**Reading text:**
- - - - - - -

Fluoride Action Network



  • Subacute exposure of Wistar rats to fluoride and selenium.
  • Fluoride at a dose of 150 ppm induced DNA damage in the liver, spleen and brain tissue cells, not in blood.
  • Selenium supplementation reduces DNA damage in liver and spleen cells.
  • Fluoride damage did not occur on a histological level in spleen and brain tissues.

The aims of this study were to: (i) examine the toxic effects of sodium fluoride (NaF) in blood, liver, spleen, and brain cells of Wistar rats after the subacute exposure; (ii) explore the potential protective properties of selenium (Se) against fluoride toxicity after the simultaneous administration. Twenty male Wistar rats, eight weeks old, weighing approximately 140–190 g, were divided into four experimental groups (n = 5) as follows: I control-tap water; II NaF 150 ppm; III NaF 150 ppm and Se 1.5 mg/L; IV Se 1.5 mg/L, and had available water with solutions ad libitum for 28 days. DNA damage detected by comet assay was confirmed in the liver, spleen, and brain cells, but not in blood. Selenium supplementation together with NaF decreased DNA damage in liver and spleen cells. According to the histological findings, no changes were observed in spleen and brain tissues after NaF administration. Unlike the observed Se protective effect on the DNA level, no significant reduction of liver tissue injury was observed after the NaF and Se treatment, resulting in mild inflammation. Data of this study suggest that DNA damage after NaF subacute exposure at moderately high concentration was reduced in liver and spleen cells due to Se supplementation, but a similar change was not seen in the brain.

- - - - - - -

**Exercises to complete:**
A - Answer these questions using the text on fluoride and selenium in rats:
(i) For how many days did the rats have the water solutions available?
(ii) In which of the examined cell types did the comet assay not confirm DNA damage?
(iii) In which tissues were no histological changes observed after NaF administration?
B - Reproduce word for word the passage of the text on fluoride and selenium in rats starting at "Fluoride Action Network" and ending at "cells, not in blood.".

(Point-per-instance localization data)
- - - - - - -

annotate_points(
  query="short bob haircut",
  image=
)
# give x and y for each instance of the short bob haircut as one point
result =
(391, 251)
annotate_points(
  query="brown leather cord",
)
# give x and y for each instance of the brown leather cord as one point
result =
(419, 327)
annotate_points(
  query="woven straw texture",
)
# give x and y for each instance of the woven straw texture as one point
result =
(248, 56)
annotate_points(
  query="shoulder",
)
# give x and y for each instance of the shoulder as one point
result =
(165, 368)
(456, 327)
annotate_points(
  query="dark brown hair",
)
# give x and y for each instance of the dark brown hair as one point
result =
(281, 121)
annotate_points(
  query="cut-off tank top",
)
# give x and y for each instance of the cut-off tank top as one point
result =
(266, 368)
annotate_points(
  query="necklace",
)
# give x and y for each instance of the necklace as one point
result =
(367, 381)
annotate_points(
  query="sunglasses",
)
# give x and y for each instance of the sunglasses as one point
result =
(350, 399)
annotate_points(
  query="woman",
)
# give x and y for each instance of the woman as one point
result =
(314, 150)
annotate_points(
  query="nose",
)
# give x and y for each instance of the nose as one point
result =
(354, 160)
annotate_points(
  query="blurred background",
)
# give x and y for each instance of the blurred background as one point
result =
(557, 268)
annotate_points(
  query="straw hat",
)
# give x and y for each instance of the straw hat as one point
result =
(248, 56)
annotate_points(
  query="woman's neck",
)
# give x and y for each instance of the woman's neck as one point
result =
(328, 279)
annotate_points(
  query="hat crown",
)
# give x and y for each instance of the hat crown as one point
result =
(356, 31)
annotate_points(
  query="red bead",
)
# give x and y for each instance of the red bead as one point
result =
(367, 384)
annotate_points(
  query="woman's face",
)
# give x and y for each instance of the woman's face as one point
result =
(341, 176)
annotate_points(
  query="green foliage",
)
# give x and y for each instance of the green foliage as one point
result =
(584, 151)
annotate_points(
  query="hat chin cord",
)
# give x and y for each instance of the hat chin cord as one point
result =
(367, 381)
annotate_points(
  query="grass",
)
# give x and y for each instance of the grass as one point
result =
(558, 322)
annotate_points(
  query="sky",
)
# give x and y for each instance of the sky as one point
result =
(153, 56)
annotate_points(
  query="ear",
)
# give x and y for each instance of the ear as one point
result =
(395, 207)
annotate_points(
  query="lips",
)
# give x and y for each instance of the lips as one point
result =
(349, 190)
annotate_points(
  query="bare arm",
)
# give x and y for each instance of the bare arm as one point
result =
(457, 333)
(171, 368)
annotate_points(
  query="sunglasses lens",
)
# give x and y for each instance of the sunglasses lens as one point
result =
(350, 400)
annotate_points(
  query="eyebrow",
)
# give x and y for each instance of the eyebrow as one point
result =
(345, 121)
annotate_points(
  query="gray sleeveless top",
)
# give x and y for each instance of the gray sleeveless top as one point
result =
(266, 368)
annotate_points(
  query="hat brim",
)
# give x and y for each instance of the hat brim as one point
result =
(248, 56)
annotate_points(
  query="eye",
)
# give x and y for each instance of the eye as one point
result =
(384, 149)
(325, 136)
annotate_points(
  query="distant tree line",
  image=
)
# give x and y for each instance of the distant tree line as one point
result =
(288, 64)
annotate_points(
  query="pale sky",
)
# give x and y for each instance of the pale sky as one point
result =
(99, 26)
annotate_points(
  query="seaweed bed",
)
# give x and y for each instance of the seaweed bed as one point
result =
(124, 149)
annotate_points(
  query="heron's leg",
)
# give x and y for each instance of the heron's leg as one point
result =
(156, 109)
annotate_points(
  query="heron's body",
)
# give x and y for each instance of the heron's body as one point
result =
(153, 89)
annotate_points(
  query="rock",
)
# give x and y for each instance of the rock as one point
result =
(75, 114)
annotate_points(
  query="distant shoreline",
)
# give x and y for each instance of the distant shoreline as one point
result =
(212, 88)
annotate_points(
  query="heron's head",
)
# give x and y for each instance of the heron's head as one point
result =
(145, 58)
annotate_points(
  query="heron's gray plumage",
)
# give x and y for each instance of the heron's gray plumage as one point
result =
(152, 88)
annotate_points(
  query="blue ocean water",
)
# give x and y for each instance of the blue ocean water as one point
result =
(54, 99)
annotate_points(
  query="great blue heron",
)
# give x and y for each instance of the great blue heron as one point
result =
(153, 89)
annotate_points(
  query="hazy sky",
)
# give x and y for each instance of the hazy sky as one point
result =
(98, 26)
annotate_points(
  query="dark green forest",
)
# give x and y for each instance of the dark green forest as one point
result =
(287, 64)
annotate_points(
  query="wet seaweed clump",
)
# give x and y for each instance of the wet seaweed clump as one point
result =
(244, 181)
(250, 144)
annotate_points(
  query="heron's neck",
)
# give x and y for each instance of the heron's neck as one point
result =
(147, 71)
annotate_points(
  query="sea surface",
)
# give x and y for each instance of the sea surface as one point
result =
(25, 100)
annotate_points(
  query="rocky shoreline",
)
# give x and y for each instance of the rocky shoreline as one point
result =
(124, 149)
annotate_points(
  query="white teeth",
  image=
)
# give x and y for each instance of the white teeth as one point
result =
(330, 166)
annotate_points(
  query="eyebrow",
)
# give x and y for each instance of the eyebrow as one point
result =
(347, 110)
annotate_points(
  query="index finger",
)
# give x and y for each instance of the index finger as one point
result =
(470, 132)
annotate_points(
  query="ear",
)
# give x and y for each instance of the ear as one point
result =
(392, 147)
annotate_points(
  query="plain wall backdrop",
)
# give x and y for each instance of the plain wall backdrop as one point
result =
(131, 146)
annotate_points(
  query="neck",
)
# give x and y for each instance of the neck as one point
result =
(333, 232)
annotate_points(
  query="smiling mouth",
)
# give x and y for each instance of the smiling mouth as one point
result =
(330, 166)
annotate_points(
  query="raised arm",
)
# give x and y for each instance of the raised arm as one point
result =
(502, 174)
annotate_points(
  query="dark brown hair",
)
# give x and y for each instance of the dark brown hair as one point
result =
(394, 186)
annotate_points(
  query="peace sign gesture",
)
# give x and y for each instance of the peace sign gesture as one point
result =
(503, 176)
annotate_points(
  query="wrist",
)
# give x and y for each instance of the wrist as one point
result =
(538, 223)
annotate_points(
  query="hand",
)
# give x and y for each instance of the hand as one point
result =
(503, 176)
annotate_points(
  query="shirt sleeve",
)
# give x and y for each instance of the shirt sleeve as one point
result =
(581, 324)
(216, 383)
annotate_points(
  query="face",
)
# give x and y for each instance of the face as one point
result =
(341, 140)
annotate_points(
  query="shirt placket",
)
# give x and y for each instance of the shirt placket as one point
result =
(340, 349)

- - - - - - -

**Answers to this exercise:**
A -
(i) 28 days
(ii) Blood
(iii) Spleen and brain

B -
Fluoride Action Network



  • Subacute exposure of Wistar rats to fluoride and selenium.
  • Fluoride at a dose of 150 ppm induced DNA damage in the liver, spleen and brain tissue cells, not in blood.